THE DATA.
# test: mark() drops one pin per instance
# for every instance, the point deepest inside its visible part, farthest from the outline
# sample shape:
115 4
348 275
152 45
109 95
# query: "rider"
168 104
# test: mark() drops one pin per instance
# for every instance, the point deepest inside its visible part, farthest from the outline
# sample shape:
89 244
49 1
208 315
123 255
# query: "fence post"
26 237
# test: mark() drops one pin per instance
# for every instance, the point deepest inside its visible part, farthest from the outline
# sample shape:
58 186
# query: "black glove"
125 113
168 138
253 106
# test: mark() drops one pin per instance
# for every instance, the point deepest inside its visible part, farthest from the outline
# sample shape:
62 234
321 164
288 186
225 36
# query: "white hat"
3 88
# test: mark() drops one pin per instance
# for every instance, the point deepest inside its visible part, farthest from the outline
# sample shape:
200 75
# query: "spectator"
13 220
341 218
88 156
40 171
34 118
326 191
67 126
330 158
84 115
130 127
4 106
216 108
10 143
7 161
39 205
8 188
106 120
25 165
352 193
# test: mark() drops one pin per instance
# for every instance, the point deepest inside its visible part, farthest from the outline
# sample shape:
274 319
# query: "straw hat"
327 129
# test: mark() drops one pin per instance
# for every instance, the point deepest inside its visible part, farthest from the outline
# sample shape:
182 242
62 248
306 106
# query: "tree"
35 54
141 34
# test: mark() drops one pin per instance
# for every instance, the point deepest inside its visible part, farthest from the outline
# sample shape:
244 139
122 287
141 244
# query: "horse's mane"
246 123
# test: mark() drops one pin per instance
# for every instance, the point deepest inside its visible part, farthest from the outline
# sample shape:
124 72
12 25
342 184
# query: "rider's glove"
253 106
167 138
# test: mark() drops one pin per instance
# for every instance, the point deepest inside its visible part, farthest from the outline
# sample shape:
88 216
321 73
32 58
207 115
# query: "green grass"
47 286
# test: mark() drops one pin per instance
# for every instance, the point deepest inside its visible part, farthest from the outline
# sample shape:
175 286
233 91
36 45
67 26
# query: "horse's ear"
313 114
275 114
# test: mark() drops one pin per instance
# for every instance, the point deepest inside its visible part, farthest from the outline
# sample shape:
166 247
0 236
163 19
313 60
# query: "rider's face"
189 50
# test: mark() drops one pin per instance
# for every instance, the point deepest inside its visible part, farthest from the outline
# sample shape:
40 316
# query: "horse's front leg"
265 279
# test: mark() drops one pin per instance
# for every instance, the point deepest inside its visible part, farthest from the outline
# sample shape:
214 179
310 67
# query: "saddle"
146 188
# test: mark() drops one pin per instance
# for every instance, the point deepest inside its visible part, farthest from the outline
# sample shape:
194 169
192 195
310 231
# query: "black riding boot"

PROBLEM REQUIREMENTS.
Write the entries out again, exactly and completely.

YOUR SOLUTION.
# test: mark() drops one pin per instance
# for every instance, the point deepest inside its visible part, farthest from the outline
# sample shape:
115 4
348 275
152 45
109 95
# query: "rider"
168 104
# test: mark() drops one pin per instance
# for every instance, the point deepest inside its visible part, farthest from the outline
# sample shape:
89 244
49 1
208 315
123 255
# query: "fence post"
26 237
# test: mark() drops one pin per instance
# for every instance, the point deepest inside its visible part, farthest from the outline
# sample shape:
58 186
# query: "black glove"
125 113
168 138
253 106
# test: mark() drops one pin per instance
# for every instance, the point deepest inside its visible part, farthest from the outline
# sample shape:
62 234
321 164
288 186
225 36
# query: "white hat"
3 88
# test: mark() drops one pin per instance
# for every instance, the point deepest inside its visible part, farthest from the outline
# sample shape:
200 75
# query: "spectator"
13 220
341 218
88 156
40 171
34 118
326 191
67 126
330 158
84 115
130 127
4 106
216 108
10 143
7 161
39 205
8 188
106 120
25 165
352 193
# test: mark() drops one pin per instance
# for every instance, the point deepest inside its visible part, farthest from the outline
# sample shape:
274 319
# query: "straw hat"
327 129
# test: mark() drops one pin per instance
# for every instance, the point deepest inside its visible part, farthest from the outline
# sample shape:
182 242
62 248
306 106
# query: "tree"
35 54
141 34
# test: mark() drops one pin per instance
# for every instance, the point deepest inside its visible part, farthest from the outline
# sample shape:
244 139
122 287
141 244
# query: "horse's mane"
246 123
# test: mark() drops one pin per instance
# for every instance, the point deepest inside its visible part, farthest from the outline
# sample shape:
124 72
12 25
342 184
# query: "rider's glove"
253 106
167 138
# test: mark() drops one pin per instance
# for every instance, the point deepest inside its visible part, farthest from the outline
# sample shape:
88 216
321 73
32 58
207 115
# query: "green grass"
47 286
# test: mark() drops one pin per instance
# for every instance, the point deepest inside its visible part, farthest from the outline
# sample shape:
175 286
233 91
36 45
67 26
# query: "horse's ear"
313 114
275 114
# test: mark() drops one pin per instance
# for every instance, the point deepest inside its visible part, farthest from the outline
# sample shape:
166 247
0 236
163 19
313 60
# query: "rider's face"
189 50
# test: mark() drops one pin per instance
# for every instance, the point deepest inside its visible part, farthest from the outline
# sample shape:
40 316
# query: "horse's front leg"
265 279
# test: mark() drops one pin per instance
# for every instance, the point deepest inside its visible part, farthest from the outline
# sample shape:
214 179
310 67
# query: "saddle"
146 188
# test: mark() drops one pin per instance
# for every instance, the point deepest inside its visible part, farthest from the outline
# sample shape:
194 169
192 195
310 231
# query: "black riding boot"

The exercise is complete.